WHAT YOU NEED TO DO – Can you copy the Myra Cree biography below in full, word for word?

SELECTED PASSAGE –
--------------------
- Born: May 27, 1937 Kanesatake, Quebec
- Died: October 13, 2005 (aged 68)
- Citizenship: Mohawks of Kanesatake
- Occupations: radio and television presenter
- Organization(s): Movement for Justice and Peace at Oka-Kahnesatake
- Television: Le Téléjournal
- Spouse: Jacques Bernier
- Children: 4
- Parents: Grand Chief Ernest Cree (father); Georgiana Johnson (mother);
- Awards: National Aboriginal Achievement Award in the Media and Communications (2006) • National Order of Quebec (2010)

= Myra Cree =

First Nations journalist from Quebec (1937–2005)

Myra Cree (1936 — 13 October 2005) was a Canadian television presenter, radio personality, and author.

In 1975, she became the first woman and first Indigenous person to anchor Radio-Canada's Le Téléjournal. In 1990, at the height of the Oka Crisis, she founded the Movement for Justice and Peace at Oka-Kahnesatake. In 1995 Cree became a member of the National Order of Quebec.

== Early life ==
Cree was born in 1937 on the Oka-Kanesatake First Nation reserve. Her father was Grand Chief Ernest Cree, and her mother was Georgiana Johnson. Cree grew up in a trilingual household, speaking English, French, and some basic Mohawk.

== Career ==
In 1960, after working as a teacher for two years, Cree began working as a radio host at CKRS-Jonquière. She then moved to working in television at CHLT-TV in Sherbrooke, Quebec.
--------------------
RECORDS SUPPLIED –
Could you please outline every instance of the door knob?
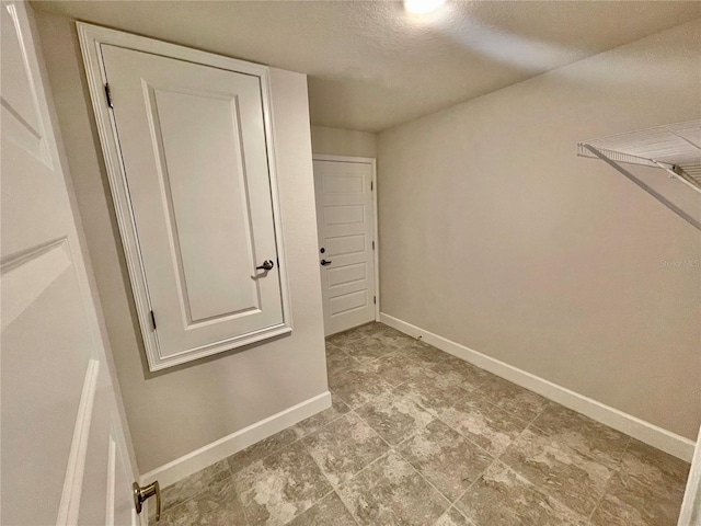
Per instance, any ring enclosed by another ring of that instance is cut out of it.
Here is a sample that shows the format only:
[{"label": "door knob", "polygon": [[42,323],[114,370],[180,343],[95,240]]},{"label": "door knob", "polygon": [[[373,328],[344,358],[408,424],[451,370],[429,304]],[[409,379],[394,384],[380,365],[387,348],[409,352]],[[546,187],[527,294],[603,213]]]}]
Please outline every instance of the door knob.
[{"label": "door knob", "polygon": [[136,513],[141,513],[143,502],[156,495],[156,522],[159,522],[161,519],[161,487],[158,480],[143,488],[141,488],[138,482],[134,482],[131,488],[134,490],[134,506],[136,507]]},{"label": "door knob", "polygon": [[263,264],[261,266],[256,266],[255,270],[256,271],[269,271],[274,266],[275,266],[275,263],[273,263],[273,260],[265,260],[263,262]]}]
--------------------
THE ANSWER –
- Born: May 27, 1937 Kanesatake, Quebec
- Died: October 13, 2005 (aged 68)
- Citizenship: Mohawks of Kanesatake
- Occupations: radio and television presenter
- Organization(s): Movement for Justice and Peace at Oka-Kahnesatake
- Television: Le Téléjournal
- Spouse: Jacques Bernier
- Children: 4
- Parents: Grand Chief Ernest Cree (father); Georgiana Johnson (mother);
- Awards: National Aboriginal Achievement Award in the Media and Communications (2006) • National Order of Quebec (2010)

= Myra Cree =

First Nations journalist from Quebec (1937–2005)

Myra Cree (1936 — 13 October 2005) was a Canadian television presenter, radio personality, and author.

In 1975, she became the first woman and first Indigenous person to anchor Radio-Canada's Le Téléjournal. In 1990, at the height of the Oka Crisis, she founded the Movement for Justice and Peace at Oka-Kahnesatake. In 1995 Cree became a member of the National Order of Quebec.

== Early life ==
Cree was born in 1937 on the Oka-Kanesatake First Nation reserve. Her father was Grand Chief Ernest Cree, and her mother was Georgiana Johnson. Cree grew up in a trilingual household, speaking English, French, and some basic Mohawk.

== Career ==
In 1960, after working as a teacher for two years, Cree began working as a radio host at CKRS-Jonquière. She then moved to working in television at CHLT-TV in Sherbrooke, Quebec.